> **Document passage**:
++++
The One I Love

Charlie McDowell

BY Joseph BelangerPublished Aug 21, 2014

8
A struggling married couple get away for the weekend at the behest of their therapist. That is essentially all I can tell you about director Charlie McDowell's bewildering debut feature, The One I Love, without spoiling anything. Basically, after said couple arrives at the cottage, they discover something odd about the cottage's guesthouse, and the entire film hangs on the balance of what they find there. It is certainly an original and well-executed twist, but maintaining the delicate illusion they've created requires the audience to ignore some minor holes here and there, which can be distracting. Still, it is an audacious debut for McDowell that's brilliantly acted by Mark Duplass and Elisabeth Moss.

Duplass and Moss play Ethan and Sophie. The two actors are friends off-camera, and they bring their ease with each other to the screen, creating some very real chemistry. You can practically smell the tension in the room when we first meet them in therapy; Ethan and Sophie have been together for a few years now, and they've experienced recent, undisclosed trauma in their relationship. In the aftermath, Ethan wants to go back and find that spark that's buried underneath the pain, while Sophie wants to look forward and find a new path for their relationship to move on. Neither theory is totally sound, and you may find yourself siding more with one than the other, but how they finally come to face themselves and each other is unexpected, to say the least.

First-time feature film writer Justin Lader weaves a creative and oddly plausible yarn here, but like any true yarn, there are a few loose strings. That said, for a debut, The One I Love is braver than most films coming from veteran filmmakers. The discourse it inspires about how to save flailing relationships is fresh and exciting, a rarity when you live in a time when it feels like everything has already been said.
++++
Collection entries:
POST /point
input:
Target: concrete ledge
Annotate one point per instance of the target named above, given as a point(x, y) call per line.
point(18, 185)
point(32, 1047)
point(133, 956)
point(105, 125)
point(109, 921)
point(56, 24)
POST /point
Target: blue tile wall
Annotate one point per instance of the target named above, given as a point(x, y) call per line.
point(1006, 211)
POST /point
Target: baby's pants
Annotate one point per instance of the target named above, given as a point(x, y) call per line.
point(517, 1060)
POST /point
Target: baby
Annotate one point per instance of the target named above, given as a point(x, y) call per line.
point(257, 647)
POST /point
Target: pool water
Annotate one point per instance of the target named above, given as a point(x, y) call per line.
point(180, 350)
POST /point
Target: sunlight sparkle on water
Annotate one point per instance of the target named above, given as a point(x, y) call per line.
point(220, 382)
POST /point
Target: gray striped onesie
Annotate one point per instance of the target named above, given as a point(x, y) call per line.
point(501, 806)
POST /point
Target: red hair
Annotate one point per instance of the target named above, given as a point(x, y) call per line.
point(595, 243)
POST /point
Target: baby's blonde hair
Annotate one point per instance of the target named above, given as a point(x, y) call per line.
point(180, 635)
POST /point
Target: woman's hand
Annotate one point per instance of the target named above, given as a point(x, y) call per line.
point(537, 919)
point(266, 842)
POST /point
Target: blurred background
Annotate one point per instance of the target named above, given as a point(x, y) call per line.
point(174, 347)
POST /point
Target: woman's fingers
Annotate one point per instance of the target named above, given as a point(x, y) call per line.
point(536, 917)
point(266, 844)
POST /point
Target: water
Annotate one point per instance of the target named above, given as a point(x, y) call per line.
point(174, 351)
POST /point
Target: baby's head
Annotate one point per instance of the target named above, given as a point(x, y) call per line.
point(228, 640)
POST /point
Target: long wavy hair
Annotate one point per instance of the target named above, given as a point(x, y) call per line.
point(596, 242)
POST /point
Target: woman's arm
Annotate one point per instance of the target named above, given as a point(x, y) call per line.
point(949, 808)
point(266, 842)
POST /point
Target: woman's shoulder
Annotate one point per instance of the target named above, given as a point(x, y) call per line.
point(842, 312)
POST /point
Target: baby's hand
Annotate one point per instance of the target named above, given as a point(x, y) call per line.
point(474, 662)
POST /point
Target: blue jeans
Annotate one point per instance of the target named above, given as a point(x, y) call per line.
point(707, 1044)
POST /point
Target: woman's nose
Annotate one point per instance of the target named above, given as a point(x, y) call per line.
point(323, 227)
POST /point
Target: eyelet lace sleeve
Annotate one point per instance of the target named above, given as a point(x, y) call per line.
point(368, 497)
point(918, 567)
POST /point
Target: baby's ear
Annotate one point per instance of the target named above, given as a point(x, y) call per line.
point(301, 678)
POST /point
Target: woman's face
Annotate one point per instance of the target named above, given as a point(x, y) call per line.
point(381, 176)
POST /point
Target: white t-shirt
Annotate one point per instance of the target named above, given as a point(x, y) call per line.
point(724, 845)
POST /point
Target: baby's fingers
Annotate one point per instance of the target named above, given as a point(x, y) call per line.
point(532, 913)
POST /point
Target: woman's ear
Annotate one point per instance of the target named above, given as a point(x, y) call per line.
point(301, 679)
++++
> **What to do**:
[1] Extract the passage of the film review from "BY Joseph BelangerPublished" to "and Elisabeth Moss.", word for word.
[2] Please condense the film review's paragraph beginning "Duplass and Moss play Ethan and Sophie" into a short bulleted list that keeps its main facts.

> **Problem solutions**:
[1]
BY Joseph BelangerPublished Aug 21, 2014

8
A struggling married couple get away for the weekend at the behest of their therapist. That is essentially all I can tell you about director Charlie McDowell's bewildering debut feature, The One I Love, without spoiling anything. Basically, after said couple arrives at the cottage, they discover something odd about the cottage's guesthouse, and the entire film hangs on the balance of what they find there. It is certainly an original and well-executed twist, but maintaining the delicate illusion they've created requires the audience to ignore some minor holes here and there, which can be distracting. Still, it is an audacious debut for McDowell that's brilliantly acted by Mark Duplass and Elisabeth Moss.

[2]
- Mark Duplass and Elisabeth Moss play Ethan and Sophie. The actors are friends off-camera, and their ease with each other creates real chemistry on screen.
- The couple is first seen in therapy, tense after a recent, undisclosed trauma in their relationship of a few years.
- Ethan wants to find the spark buried under the pain. Sophie wants to look forward and find a new path for the relationship.
- Neither view is totally sound, and how they finally face themselves and each other is unexpected.